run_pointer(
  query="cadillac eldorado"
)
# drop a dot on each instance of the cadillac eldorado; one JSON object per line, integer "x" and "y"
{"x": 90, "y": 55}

■ **Task details**: Copy out every line of the material above with no changes.

■ **Solution to the exercise**:
run_pointer(
  query="cadillac eldorado"
)
# drop a dot on each instance of the cadillac eldorado; one JSON object per line, integer "x" and "y"
{"x": 90, "y": 55}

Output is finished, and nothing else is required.